:: Task objective ::
Find the word "quarter" in the data below and copy each line that holds it.

(Beginning of Task material)

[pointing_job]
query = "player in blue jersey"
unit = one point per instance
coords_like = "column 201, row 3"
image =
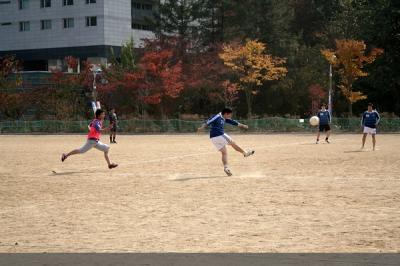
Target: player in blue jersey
column 220, row 139
column 369, row 121
column 324, row 123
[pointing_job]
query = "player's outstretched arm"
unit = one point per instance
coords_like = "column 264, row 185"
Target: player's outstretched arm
column 243, row 126
column 203, row 126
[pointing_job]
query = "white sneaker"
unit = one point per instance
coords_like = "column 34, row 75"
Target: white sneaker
column 227, row 171
column 248, row 153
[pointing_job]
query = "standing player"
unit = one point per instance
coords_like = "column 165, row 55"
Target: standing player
column 93, row 140
column 220, row 139
column 369, row 121
column 113, row 125
column 324, row 123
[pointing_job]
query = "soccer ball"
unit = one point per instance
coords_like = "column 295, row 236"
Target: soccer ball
column 314, row 121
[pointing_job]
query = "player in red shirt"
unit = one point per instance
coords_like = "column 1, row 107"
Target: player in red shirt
column 93, row 140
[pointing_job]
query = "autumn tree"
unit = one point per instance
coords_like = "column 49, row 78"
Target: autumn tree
column 158, row 80
column 252, row 66
column 12, row 103
column 349, row 59
column 9, row 65
column 317, row 94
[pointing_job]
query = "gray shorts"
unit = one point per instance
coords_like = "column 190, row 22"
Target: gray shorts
column 94, row 144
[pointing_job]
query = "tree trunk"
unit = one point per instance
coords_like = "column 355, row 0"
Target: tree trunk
column 248, row 101
column 350, row 109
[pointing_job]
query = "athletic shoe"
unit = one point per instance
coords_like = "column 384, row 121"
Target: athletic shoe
column 113, row 165
column 248, row 153
column 227, row 171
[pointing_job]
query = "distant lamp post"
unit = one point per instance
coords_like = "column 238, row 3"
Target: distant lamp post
column 330, row 87
column 96, row 69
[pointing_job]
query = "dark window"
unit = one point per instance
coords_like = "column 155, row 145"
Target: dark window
column 91, row 21
column 45, row 24
column 23, row 4
column 45, row 3
column 138, row 26
column 68, row 23
column 68, row 2
column 24, row 26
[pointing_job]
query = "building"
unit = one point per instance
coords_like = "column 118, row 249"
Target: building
column 43, row 32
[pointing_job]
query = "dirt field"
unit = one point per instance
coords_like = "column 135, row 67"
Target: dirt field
column 170, row 194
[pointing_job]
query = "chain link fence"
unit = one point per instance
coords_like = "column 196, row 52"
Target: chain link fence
column 274, row 124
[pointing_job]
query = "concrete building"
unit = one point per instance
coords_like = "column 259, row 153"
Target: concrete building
column 43, row 32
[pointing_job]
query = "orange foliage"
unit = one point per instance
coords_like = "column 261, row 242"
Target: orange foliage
column 349, row 59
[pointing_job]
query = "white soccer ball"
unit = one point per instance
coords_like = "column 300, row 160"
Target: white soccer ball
column 314, row 121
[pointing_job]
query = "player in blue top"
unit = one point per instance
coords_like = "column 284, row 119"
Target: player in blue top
column 369, row 121
column 324, row 123
column 220, row 139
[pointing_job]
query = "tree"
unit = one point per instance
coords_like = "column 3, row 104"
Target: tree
column 114, row 91
column 349, row 59
column 252, row 66
column 316, row 94
column 9, row 65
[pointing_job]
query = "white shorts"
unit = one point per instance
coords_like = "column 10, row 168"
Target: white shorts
column 221, row 141
column 90, row 143
column 368, row 130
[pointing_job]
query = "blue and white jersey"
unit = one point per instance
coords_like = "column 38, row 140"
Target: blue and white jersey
column 370, row 119
column 324, row 117
column 216, row 124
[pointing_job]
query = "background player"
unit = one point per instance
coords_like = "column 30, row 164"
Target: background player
column 93, row 140
column 324, row 123
column 220, row 139
column 369, row 121
column 113, row 125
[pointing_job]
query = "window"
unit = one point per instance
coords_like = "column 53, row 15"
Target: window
column 138, row 26
column 68, row 22
column 68, row 2
column 91, row 21
column 23, row 4
column 142, row 6
column 45, row 24
column 24, row 26
column 45, row 3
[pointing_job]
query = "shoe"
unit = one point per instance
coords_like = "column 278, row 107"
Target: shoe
column 248, row 153
column 113, row 165
column 227, row 171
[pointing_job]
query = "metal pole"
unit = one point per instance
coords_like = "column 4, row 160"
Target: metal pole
column 94, row 86
column 330, row 90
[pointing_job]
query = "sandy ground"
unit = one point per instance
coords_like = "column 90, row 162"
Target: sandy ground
column 170, row 194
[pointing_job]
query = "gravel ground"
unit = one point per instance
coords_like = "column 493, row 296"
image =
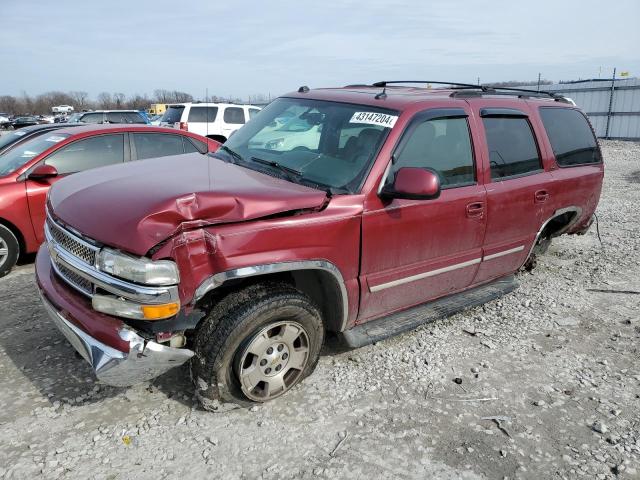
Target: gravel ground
column 549, row 387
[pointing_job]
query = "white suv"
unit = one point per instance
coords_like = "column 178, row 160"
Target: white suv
column 214, row 120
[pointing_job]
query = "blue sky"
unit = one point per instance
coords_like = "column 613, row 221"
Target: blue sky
column 243, row 48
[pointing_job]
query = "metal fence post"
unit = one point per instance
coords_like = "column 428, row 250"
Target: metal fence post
column 613, row 81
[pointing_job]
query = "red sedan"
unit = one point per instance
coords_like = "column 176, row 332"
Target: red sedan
column 28, row 171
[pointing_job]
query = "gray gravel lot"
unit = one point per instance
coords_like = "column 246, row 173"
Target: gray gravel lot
column 550, row 387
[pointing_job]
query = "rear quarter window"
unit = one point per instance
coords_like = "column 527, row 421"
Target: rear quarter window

(End of Task material)

:: Your response ::
query = "rear quarter window"
Target: rear quarter window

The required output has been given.